__Requirement__: Give back each entry unchanged, minus pictures.

__Dataset records__:
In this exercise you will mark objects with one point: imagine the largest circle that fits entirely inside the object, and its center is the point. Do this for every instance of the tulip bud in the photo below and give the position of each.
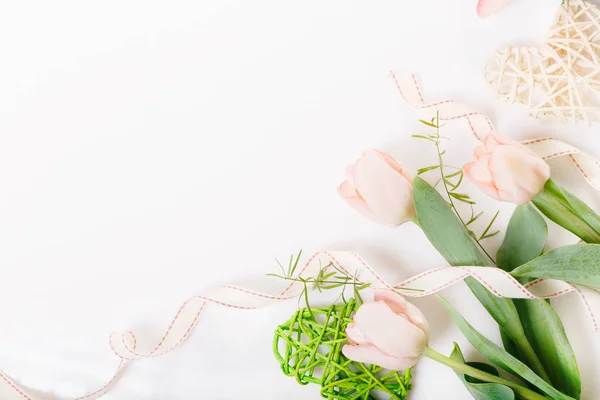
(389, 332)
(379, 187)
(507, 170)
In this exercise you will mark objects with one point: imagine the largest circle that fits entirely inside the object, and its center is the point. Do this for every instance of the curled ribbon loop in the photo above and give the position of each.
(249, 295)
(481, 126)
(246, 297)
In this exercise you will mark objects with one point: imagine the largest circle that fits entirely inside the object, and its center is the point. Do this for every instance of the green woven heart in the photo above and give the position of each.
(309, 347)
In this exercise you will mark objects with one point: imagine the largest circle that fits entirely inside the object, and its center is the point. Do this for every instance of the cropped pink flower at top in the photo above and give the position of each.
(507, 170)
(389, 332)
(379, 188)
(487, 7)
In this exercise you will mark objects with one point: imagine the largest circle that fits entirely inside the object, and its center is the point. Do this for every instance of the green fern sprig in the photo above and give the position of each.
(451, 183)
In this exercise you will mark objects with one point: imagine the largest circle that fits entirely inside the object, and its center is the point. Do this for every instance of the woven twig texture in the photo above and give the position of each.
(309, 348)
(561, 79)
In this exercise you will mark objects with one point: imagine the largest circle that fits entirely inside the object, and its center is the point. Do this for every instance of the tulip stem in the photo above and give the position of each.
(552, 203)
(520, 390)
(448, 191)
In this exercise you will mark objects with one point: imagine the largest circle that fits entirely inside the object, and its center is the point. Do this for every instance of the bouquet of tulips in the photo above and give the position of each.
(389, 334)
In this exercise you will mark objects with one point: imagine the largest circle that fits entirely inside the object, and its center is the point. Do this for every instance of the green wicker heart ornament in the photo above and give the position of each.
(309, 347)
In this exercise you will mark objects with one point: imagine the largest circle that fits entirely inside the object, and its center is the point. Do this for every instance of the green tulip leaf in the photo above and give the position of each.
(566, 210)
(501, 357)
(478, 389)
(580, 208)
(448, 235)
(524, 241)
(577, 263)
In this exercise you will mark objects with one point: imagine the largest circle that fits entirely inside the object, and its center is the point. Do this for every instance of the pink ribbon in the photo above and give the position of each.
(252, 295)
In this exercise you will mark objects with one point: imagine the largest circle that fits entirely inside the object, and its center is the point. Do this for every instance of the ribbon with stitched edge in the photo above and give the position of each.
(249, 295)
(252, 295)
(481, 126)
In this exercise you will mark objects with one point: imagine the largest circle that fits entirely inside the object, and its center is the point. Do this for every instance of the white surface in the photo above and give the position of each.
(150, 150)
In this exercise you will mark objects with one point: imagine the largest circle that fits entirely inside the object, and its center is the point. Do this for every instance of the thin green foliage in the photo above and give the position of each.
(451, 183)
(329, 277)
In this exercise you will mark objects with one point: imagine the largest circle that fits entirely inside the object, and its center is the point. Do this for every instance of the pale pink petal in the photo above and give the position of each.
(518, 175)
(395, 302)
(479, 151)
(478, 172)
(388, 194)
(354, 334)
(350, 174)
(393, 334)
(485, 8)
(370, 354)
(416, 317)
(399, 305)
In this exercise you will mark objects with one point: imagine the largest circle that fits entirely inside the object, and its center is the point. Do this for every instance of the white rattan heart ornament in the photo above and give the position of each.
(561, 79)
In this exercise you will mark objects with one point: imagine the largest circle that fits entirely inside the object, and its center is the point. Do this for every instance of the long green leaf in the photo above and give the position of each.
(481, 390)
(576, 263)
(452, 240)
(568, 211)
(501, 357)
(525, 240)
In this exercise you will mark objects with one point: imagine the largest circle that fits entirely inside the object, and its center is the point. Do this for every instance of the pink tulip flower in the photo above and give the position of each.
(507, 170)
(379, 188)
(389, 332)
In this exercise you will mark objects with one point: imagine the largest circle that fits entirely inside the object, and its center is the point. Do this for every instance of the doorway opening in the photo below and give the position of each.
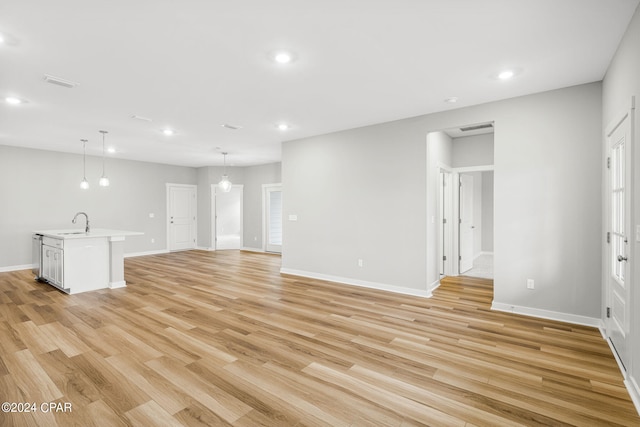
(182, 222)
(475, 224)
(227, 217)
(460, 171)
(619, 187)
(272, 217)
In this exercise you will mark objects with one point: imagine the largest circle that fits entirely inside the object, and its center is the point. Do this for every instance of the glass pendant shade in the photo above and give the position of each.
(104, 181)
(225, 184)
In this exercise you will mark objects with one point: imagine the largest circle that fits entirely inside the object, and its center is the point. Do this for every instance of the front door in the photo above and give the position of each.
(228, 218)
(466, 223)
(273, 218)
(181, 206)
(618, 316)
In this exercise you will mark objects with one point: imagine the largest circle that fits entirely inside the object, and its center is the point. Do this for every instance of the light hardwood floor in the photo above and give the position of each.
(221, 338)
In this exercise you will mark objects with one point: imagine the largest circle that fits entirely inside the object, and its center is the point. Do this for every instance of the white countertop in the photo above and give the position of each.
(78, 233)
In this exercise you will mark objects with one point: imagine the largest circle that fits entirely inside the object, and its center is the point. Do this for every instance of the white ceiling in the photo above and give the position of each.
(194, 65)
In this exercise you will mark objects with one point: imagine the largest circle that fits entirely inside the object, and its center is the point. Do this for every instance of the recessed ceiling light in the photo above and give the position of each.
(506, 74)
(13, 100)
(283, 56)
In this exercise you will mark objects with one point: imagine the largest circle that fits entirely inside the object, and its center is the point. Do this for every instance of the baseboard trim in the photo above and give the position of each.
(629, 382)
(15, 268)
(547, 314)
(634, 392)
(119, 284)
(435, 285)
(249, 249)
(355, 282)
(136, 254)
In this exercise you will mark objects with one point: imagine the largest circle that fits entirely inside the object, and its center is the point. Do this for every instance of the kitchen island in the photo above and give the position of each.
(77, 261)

__Task solution__:
In this exercise you will mark objects with one point: imagine the largest circle that fits entirely inside the object, and its center is the point. Do this for every instance of the tulip bud in the photo below and give the position of each.
(389, 332)
(379, 187)
(507, 170)
In this exercise you will mark objects with one point: imagine the largest circle that fits entirely inside the object, and its center is the point. Do this for every instance of the curled ribbon loop in the photo above and give the position of each.
(249, 295)
(481, 126)
(246, 297)
In this exercise you will mark objects with one point: imagine the largest circle that fits entirely inside the object, and its center is the point. Do this for every instance of the green woven heart in the photo above and give the position of each.
(309, 347)
In this exercise you will mark objects with one point: imagine the largest circle that fits entirely inside the object, and its center is the point. Do this for every instance of the cropped pink flower at top in the photo above and give the position of each.
(507, 170)
(389, 332)
(379, 188)
(487, 7)
In this exercise you will mark objects with one point: imagine the largest circle that fits entirely inside the object, and its center is the point. Do this for every instance of the green fern sprig in the photo above and give the position of each.
(451, 183)
In this exercise you will mark objects with one point: imagine the largest circle that fits entirely inside the object, and its center is the point. Do this for every instance of the woven twig texture in the photo above and give the position of each.
(309, 348)
(561, 79)
In this exercise you will mark objects with one point: imagine the largest circle that fits entirely inside the object, and its center is the point. Do this for every instance of the tulip stem in the photo above and give the position of each.
(552, 203)
(520, 390)
(448, 191)
In this exercise you will mark objects with one point: imagine the largest circle that fits entirely inside the object, and its center is the point. Do this for every instance of the bouquet of tulips in the photo above and give the position of each.
(389, 334)
In this exercise you will mark objects with one point: imagine the largest circle that fits entirely inside the object, and its center is the point. Do this for every instance of the green wicker heart ornament in the photo above and give the position of each.
(309, 347)
In this exercise you will mark objects with one point: imagine the largest circle that fits entirely inside the object, and its center is the point. Do this for every instance of the green tulip leaf in the photo above and give the position of each.
(566, 210)
(501, 357)
(478, 389)
(580, 208)
(448, 235)
(524, 241)
(577, 263)
In this exercise you will mark objects with one point: imagine the largest circle that fits entirely inside the object, and its center is the point. Do this for every instance of the pink ribbon in the photo above and give the position of each.
(252, 295)
In this exercise you will mark objects with one point: imagine the largest circle that fits entirely inside the object, and its center is the point. Do this for every instance of the ribbon with stitched edge in the photo above and give the position of each.
(249, 295)
(252, 295)
(481, 126)
In this exercise you will mark objects with one point: imagine the largest circle that fits entirely inside the object, and its center is the point. Do this for every instance of the white surface in the photo above and give the position of each.
(150, 150)
In this exercise you will mark objects with one point: imagine the largest circle that fits entirely inside the object, and its center is the point. Do this for every instance of the thin green foliage in the photo above and give the position of each.
(451, 183)
(329, 277)
In this exercise you will mark objects with one point: imagine the largest circle that fits entirely inside the object, and its center is the point. Do this for every instance of the pale pink petal in the photo above and give the position of each.
(518, 175)
(395, 302)
(479, 151)
(478, 172)
(388, 194)
(354, 334)
(350, 174)
(393, 334)
(485, 8)
(370, 354)
(416, 317)
(399, 305)
In this exercise you will mark objects with one point: imagine the largest circle that fits entirely inside the object, and its center is the point. Do this for every instance of the white rattan heart ornament in the photo above and give the position of each.
(561, 79)
In this exercise you will mark objects with one point: imagine the largest circle that fits entirely inside the object, and its center is the point. Do this for every instance of the long green leaf in the photo above and give the position of each.
(481, 390)
(576, 263)
(452, 240)
(568, 211)
(501, 357)
(525, 240)
In this exercise you will mark objects with one point: imagine the largest circle that fits entirely inside the object, and its center is the point. Do this for every instance of the pink tulip flower in the photo above and give the position of each.
(507, 170)
(379, 188)
(389, 332)
In this exercise you will mark objects with one point: imagine the largest circle that fits entirely inside the object, and its center is the point. Do this for every instance of the doorway opening in the photo below and give the position of each.
(182, 222)
(475, 224)
(227, 217)
(460, 171)
(619, 187)
(272, 217)
In this exercise you will mark objects with one point: imagine the largest circle that fits entirely inside the object, and its center is the point. Do this for every instance of the glass pendant shade in the photo above and give the position of each.
(104, 181)
(225, 184)
In this exercise you will mark objects with one point: imagine the largest circle that fits entirely inside the object, and its center is the point. Do this for every instance of the front door in the photo above and give the position of each.
(228, 218)
(466, 223)
(273, 218)
(181, 206)
(618, 316)
In this exercise you will mark objects with one point: imagine the largest circle that fits entirely inside the object, and its center is the point. Do this for every instance of the light hardwood floor in the photo above and give the position of each.
(221, 338)
In this exercise you will mark objects with one point: imagine the largest circle that fits entirely inside the object, and its center is the point. Do this for every instance of the white countertop in the photo above and give the position of each.
(78, 233)
In this exercise you will mark objects with one point: imagine the largest circle that fits entirely inside the object, and its center is the point. Do this for every instance of the white ceiling in the photo above and give the position of each.
(194, 65)
In this exercise you will mark objects with one point: imagine the largest circle that fits entirely inside the object, and its center is the point. Do this for every instance of the recessed ceiling light in the photo above and give the position of each.
(506, 74)
(13, 100)
(283, 56)
In this exercise you will mark objects with one point: imagine the largest circle that fits entirely inside the object, and its center is the point. Do this for every instance of the baseboard trim in the photo above and give the position of each.
(629, 382)
(15, 268)
(547, 314)
(634, 392)
(119, 284)
(435, 285)
(249, 249)
(355, 282)
(136, 254)
In this exercise you will mark objects with one point: imagine the largest circle that fits entirely inside the object, and its center is the point. Do this for every instance of the kitchen island in the photo above and give the position of each.
(77, 261)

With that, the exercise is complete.